**WHAT YOU HAVE TO DO**
Please copy out the rows below with "pin one point per instance" replaced by "mark a single point on each instance" everywhere and nothing else changed. Omit the pictures.

**ENTRIES SHOWN**
-=-=-=-=-
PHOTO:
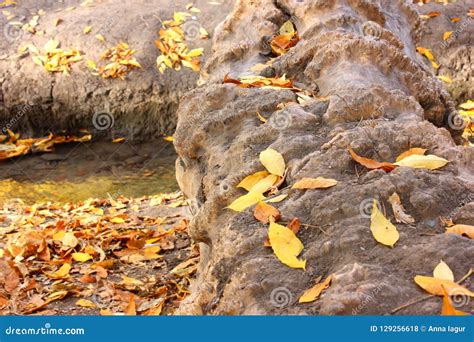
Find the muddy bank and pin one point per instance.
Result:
(370, 91)
(36, 102)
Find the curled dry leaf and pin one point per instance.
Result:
(430, 162)
(399, 211)
(313, 293)
(461, 229)
(286, 245)
(437, 286)
(263, 212)
(314, 183)
(245, 201)
(248, 182)
(273, 162)
(382, 229)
-=-=-=-=-
**RIGHT ANSWER**
PHOTO:
Find the muddy bank and mark a single point on each instance.
Result:
(370, 91)
(36, 102)
Find the curled dry leaf and mark a single point on each instance.
Result:
(430, 162)
(399, 211)
(313, 293)
(461, 229)
(286, 245)
(437, 286)
(263, 212)
(314, 183)
(245, 201)
(248, 182)
(273, 162)
(382, 229)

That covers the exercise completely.